§ **WHAT TO DO**: Please print the entries exactly, omitting each image.

§ **AVAILABLE DATA**:
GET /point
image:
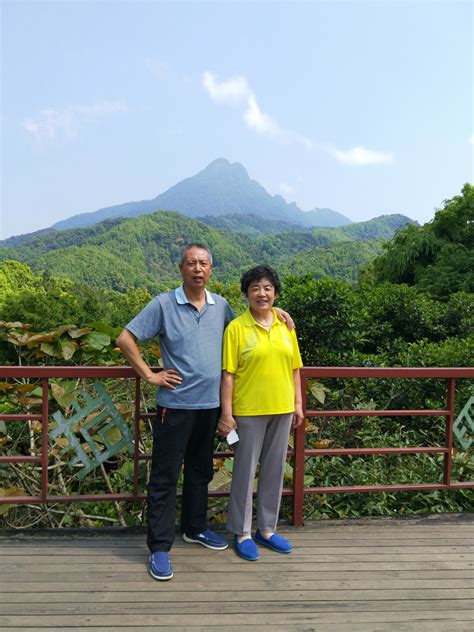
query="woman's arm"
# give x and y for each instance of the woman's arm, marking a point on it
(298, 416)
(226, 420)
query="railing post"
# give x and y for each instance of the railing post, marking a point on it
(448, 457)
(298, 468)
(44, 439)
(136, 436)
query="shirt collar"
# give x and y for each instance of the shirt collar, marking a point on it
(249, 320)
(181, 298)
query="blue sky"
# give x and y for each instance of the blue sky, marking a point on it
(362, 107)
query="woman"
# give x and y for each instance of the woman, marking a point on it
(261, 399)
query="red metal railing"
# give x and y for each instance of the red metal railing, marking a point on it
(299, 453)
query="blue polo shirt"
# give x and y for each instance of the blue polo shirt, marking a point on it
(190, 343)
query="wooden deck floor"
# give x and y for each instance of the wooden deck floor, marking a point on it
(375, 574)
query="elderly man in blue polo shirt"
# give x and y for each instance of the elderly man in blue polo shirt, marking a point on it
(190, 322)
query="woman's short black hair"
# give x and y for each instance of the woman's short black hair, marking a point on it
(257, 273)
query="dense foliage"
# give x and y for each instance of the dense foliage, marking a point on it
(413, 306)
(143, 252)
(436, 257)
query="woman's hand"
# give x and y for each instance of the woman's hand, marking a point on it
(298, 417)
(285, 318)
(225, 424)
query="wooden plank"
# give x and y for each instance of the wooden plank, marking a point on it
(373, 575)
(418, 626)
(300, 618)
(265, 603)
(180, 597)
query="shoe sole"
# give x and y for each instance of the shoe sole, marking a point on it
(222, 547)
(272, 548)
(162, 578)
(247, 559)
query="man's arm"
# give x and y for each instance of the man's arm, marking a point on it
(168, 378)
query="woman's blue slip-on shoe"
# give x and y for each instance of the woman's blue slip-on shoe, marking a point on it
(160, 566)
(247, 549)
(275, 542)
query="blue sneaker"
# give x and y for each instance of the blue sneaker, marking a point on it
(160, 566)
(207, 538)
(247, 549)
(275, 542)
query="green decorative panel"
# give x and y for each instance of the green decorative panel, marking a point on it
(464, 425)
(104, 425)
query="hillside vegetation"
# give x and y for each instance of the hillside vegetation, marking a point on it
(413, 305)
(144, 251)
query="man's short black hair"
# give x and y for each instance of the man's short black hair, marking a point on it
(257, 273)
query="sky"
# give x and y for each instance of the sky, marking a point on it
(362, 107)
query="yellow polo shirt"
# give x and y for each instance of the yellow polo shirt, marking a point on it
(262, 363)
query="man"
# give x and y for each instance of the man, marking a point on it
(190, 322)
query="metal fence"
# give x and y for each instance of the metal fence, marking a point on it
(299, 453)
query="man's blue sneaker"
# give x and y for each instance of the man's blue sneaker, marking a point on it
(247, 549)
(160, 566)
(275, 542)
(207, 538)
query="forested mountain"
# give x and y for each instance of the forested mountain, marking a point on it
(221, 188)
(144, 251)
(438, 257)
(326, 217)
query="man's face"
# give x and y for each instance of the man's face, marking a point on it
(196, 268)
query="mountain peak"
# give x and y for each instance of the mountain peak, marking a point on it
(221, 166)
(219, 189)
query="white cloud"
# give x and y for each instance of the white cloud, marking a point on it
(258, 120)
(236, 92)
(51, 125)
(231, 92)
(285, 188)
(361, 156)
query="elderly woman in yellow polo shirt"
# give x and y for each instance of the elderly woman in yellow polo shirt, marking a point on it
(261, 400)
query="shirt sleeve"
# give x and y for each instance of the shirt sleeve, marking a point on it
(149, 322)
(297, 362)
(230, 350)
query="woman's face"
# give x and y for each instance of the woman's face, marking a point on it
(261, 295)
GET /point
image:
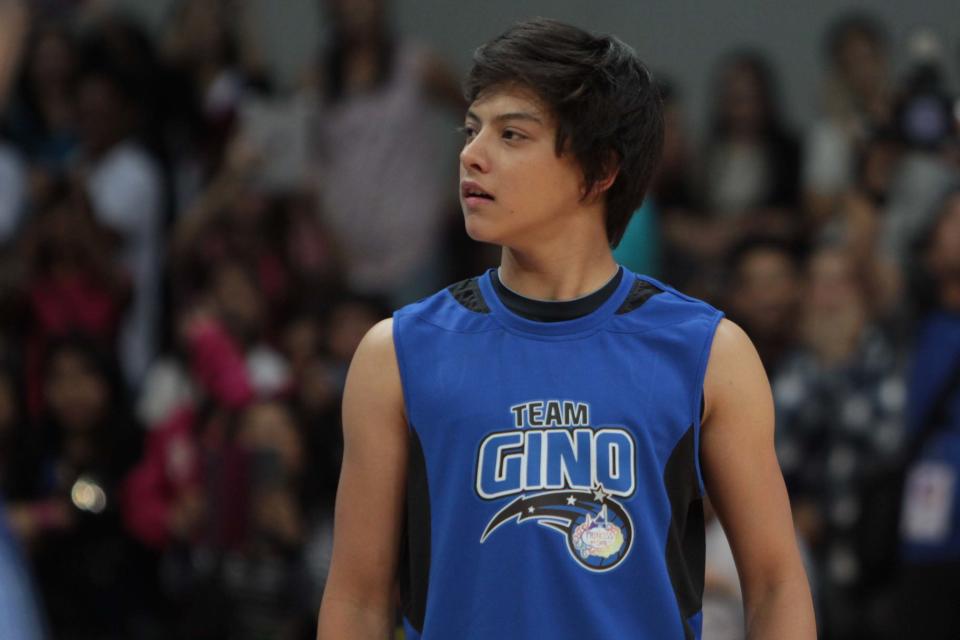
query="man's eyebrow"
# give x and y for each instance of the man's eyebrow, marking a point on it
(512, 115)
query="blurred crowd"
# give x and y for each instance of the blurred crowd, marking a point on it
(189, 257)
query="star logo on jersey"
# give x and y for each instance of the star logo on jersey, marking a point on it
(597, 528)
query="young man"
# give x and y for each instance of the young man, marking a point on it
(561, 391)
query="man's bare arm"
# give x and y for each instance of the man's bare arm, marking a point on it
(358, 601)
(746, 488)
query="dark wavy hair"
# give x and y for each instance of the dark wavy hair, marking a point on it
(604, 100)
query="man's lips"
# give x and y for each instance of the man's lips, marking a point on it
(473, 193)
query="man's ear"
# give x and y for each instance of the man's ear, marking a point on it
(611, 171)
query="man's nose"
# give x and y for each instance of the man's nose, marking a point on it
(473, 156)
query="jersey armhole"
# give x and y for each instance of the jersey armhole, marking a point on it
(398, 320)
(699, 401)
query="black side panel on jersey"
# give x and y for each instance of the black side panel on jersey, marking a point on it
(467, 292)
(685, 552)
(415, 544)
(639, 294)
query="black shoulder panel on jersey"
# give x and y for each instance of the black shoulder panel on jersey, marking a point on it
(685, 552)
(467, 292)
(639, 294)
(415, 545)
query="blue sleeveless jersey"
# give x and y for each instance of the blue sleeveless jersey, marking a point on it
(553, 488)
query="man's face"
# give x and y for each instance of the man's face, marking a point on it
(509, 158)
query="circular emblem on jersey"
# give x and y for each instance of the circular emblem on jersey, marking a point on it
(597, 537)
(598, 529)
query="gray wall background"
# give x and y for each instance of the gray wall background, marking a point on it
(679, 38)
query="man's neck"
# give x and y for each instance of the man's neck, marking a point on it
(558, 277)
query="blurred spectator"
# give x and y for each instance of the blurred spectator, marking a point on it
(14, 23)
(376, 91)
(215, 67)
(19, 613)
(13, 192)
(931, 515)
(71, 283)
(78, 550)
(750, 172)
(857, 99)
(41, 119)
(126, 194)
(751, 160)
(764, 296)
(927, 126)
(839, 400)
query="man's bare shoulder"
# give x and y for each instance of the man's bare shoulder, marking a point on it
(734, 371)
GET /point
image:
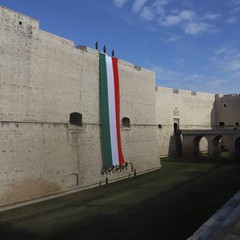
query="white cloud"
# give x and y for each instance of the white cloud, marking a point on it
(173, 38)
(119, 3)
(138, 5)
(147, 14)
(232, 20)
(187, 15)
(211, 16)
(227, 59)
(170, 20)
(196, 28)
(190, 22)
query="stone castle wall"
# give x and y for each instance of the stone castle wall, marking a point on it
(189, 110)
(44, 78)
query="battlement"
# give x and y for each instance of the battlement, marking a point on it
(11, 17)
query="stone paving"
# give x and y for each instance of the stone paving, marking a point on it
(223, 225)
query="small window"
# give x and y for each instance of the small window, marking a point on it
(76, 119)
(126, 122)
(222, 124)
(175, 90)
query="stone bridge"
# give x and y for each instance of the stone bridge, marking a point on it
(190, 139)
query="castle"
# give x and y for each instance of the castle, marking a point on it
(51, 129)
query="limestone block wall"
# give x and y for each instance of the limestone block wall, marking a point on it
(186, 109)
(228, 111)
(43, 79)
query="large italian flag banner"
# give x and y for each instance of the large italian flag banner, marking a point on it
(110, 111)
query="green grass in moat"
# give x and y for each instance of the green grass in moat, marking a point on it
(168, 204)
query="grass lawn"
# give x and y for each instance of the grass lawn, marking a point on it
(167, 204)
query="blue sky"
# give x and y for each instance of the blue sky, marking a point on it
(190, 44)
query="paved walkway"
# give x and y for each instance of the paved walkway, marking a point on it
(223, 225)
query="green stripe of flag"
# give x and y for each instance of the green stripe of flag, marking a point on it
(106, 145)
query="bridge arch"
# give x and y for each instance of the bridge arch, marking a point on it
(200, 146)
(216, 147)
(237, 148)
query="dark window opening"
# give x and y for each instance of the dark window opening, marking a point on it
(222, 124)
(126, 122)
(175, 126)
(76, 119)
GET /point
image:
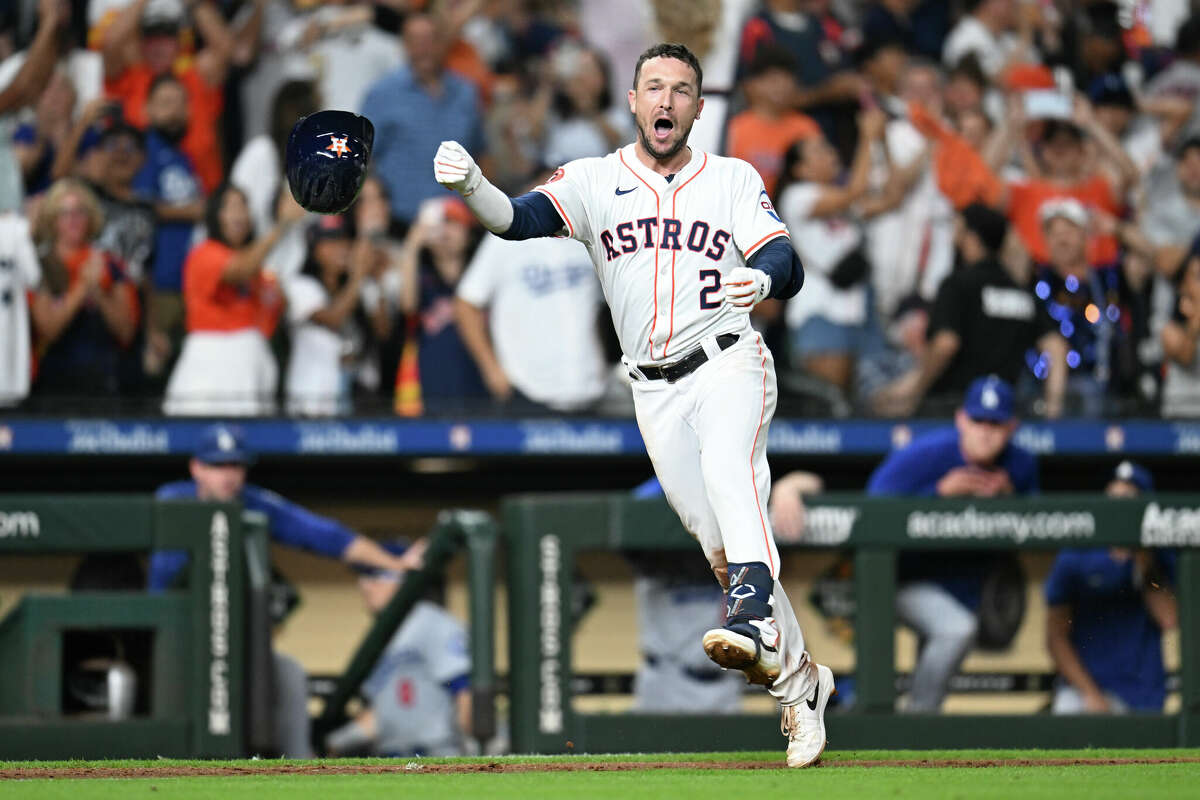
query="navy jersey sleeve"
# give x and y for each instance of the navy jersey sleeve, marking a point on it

§ **ANSWER FOR THE TASK**:
GET /point
image:
query="woman's arm"
# give x and y for each instance of the woman's arm, marking a point on it
(298, 416)
(226, 420)
query="railing post"
# give x and y for each instance of the railing post, marking a point on it
(448, 457)
(298, 468)
(44, 439)
(136, 436)
query="shirt collar"
# give x and y for each instance of the shirt collar, marking a point on it
(249, 320)
(181, 298)
query="blue sky"
# give x and y for each instance of the blue sky, marking a point on it
(362, 107)
query="woman"
# give x and y for each instance of the woman, marking a point on it
(261, 399)
query="red metal railing"
# give x and y for each instance of the red metal railing, marking a point on it
(299, 453)
query="blue polo shirt"
# give x and y for each instance of the blue polo shirt, marking a point on it
(190, 343)
query="wooden deck floor"
# give x and y for each instance of the wooden deck floor, marking a point on it
(375, 574)
query="elderly man in blue polo shirt"
# give x and y for each instance of the elderly man in blue polo shirt, marking a point on it
(190, 322)
query="woman's short black hair"
# give x and y for each instance of the woman's short black hair, marking a point on it
(257, 273)
query="dense foliage"
# give x and y for each instance of the dense foliage, marking a point on it
(413, 306)
(143, 252)
(436, 257)
query="woman's hand"
# give x and y for each instance of the woman's hand, marking a point on it
(298, 417)
(285, 318)
(225, 424)
query="wooden plank"
# give x and y for each instance of the wooden plank, marking a point on it
(373, 575)
(418, 626)
(300, 618)
(265, 603)
(180, 597)
query="shoe sole"
# give x and y for each instance of the shoe sole, marking a point on it
(222, 547)
(272, 548)
(162, 578)
(247, 559)
query="man's arm"
# give x and y for each instance of the man's arm, marking a point on it
(168, 378)
query="woman's blue slip-on shoe"
# give x and y for each instance of the woman's blue slip-on shoe, marking a point on it
(160, 566)
(247, 549)
(275, 542)
query="blue sneaker"
# give x and y for each instance of the blue sneaker, marking a point on it
(160, 566)
(207, 538)
(247, 549)
(275, 542)
query="green decorative panel"
# give x and y for each instance of the green decorative panel, marking a point on it
(464, 425)
(104, 425)
query="hillside vegetation"
# give x and y for each instance of the hillside vegetation, marking a point on it
(413, 305)
(144, 251)
query="man's short black hair"
# give x and y for each instance of the man's short black hair, marking a point on it
(257, 273)
query="sky"
# give x and y for each instance of the sky, marking a point on it
(362, 107)
query="yellow polo shirt"
# give x and y for each instance of the yellow polo shirt, marking a point on it
(262, 363)
query="man"
# give x and y for each instance of the man, marking a point on it
(190, 322)
query="metal fence"
# give x and y for each instance of the metal fence, marking a point on it
(299, 453)
query="man's blue sneaker"
# give x and y for each instance of the man's blue sneaker, marking a point on it
(247, 549)
(160, 566)
(275, 542)
(207, 538)
query="forested mountain"
# give x and y for each instance of the forested mountain, marking a point on it
(221, 188)
(144, 251)
(438, 257)
(326, 217)
query="man's face"
# give x and y for each instance of the man's face, marking a point on it
(196, 268)
query="mountain peak"
# give x and y for each instance of the mountain peak, marking a point on it
(221, 166)
(219, 189)
query="white cloud"
# give x and y for each instance of the white cloud, marking a point on it
(258, 120)
(236, 92)
(51, 125)
(231, 92)
(285, 188)
(361, 156)
query="elderly woman in yellow polo shirt"
# give x and y for each instance of the elderly woman in yellow polo shirt, marking a point on it
(261, 400)
query="shirt sleeve"
# give x and y for each instance of the shirt sleeve, marking a point on it
(149, 322)
(297, 362)
(230, 350)
query="woman's face"
# give x and y for each instance of the woman's face, marking a point on it
(261, 295)
GET /point
image:
query="man's eyebrow"
# give x and y for each instance of the man's eyebrow, marking a point on it
(512, 115)
query="blurred crowd"
# give x and y for each instance of the blurred crowd, marking a point on it
(189, 257)
query="star logo on jersey"
# give x and y for each instance of the star logo on jersey, marking a point on it
(597, 528)
query="young man"
# give x and y for each instance of the young man, marking a point on it
(561, 391)
query="man's bare arm"
# give x and y for each instance of the man's bare arm, marking a point on it
(358, 601)
(746, 488)
query="dark wavy hair"
# give x and y for each instance of the dark wavy hair, marking a point on it
(604, 100)
query="man's lips"
# give x and y for each instance of the man's lips, marking a point on it
(473, 193)
query="man's ear"
# give x and y for each instance of the man's ear, marking a point on it
(611, 171)
query="man's nose"
# give x and y for each instance of the man's nose, marking a point on it
(473, 156)
query="jersey armhole"
# give x and y for each instance of the jersey armhole, marking a point on it
(398, 320)
(699, 401)
query="black side panel on jersey"
# give x and y for each instance of the black side panel on jersey, marking a point on it
(467, 292)
(685, 552)
(415, 544)
(639, 294)
query="black shoulder panel on jersey"
# give x and y for each instance of the black shoulder panel on jersey, marking a point on it
(685, 552)
(467, 292)
(639, 294)
(415, 545)
query="blue sleeveless jersey"
# give x and y for each instance of the blue sleeveless jersey, marking a point on it
(553, 488)
query="man's face"
# give x and y for each instance of the man's face, marking a point on it
(509, 158)
query="circular emblem on jersey"
# give x and y for each instance of the circular emblem on jersey, marking a point on it
(597, 537)
(598, 529)
query="gray wall background"
# give x and y for each instance of the gray wall background, marking a point on it
(679, 38)
query="man's neck"
# give x and y for each instance of the man's neck, marking a point on it
(558, 277)
query="blurred spectator"
# give x and y for each instance of the blurred spectator, marking a point on it
(14, 23)
(376, 91)
(215, 67)
(19, 613)
(13, 192)
(931, 515)
(71, 283)
(78, 550)
(750, 172)
(857, 99)
(41, 119)
(126, 194)
(751, 160)
(764, 296)
(927, 126)
(839, 400)
query="man's bare shoulder"
# give x and y for each instance of the man's bare shoulder, marking a point on it
(734, 371)
GET /point
image:
query="white cloud"
# give x and y for each instance of the white cloud, marking a point on it
(173, 38)
(119, 3)
(138, 5)
(147, 14)
(232, 20)
(187, 15)
(211, 16)
(227, 59)
(170, 20)
(196, 28)
(190, 22)
query="stone castle wall"
# give x and y for each instance of the stone castle wall, marking a point on it
(189, 110)
(44, 78)
query="battlement"
# give x and y for each instance of the battlement, marking a point on it
(11, 17)
query="stone paving"
# give x and y for each instance of the stone paving, marking a point on it
(223, 225)
query="small window"
# give x and y for each instance of the small window, marking a point on it
(76, 119)
(126, 122)
(222, 124)
(175, 90)
query="stone bridge"
# give x and y for each instance of the stone bridge, marking a point on it
(190, 139)
query="castle"
# give x and y for each instance of the castle, marking a point on it
(51, 129)
query="limestone block wall"
# give x and y for each instance of the limestone block wall, marking a point on it
(186, 109)
(228, 111)
(43, 79)
query="large italian flag banner"
# give x and y for each instance of the large italian flag banner, marking a point on it
(110, 111)
query="green grass in moat"
# give x and y for each instance of the green grass in moat, marking a point on it
(168, 204)
query="grass lawn"
# give x and y for each instance of the grass lawn, marking a point on it
(167, 204)
query="blue sky"
# give x and y for each instance of the blue sky, marking a point on it
(190, 44)
query="paved walkway"
# give x and y for each instance of the paved walkway, marking a point on it
(223, 225)
query="green stripe of flag"
# give x and y for each instance of the green stripe of flag, marking a point on it
(106, 145)
query="bridge arch"
# give x and y for each instance of the bridge arch, marking a point on it
(200, 146)
(216, 147)
(237, 148)
query="dark window opening"
# give x and y for each instance of the dark window opening, marking a point on it
(222, 124)
(126, 122)
(175, 126)
(76, 119)
GET /point
image:
query="navy jersey sleeve"
# give x and y for each instance of the navy jersey sleeve, marking a point on it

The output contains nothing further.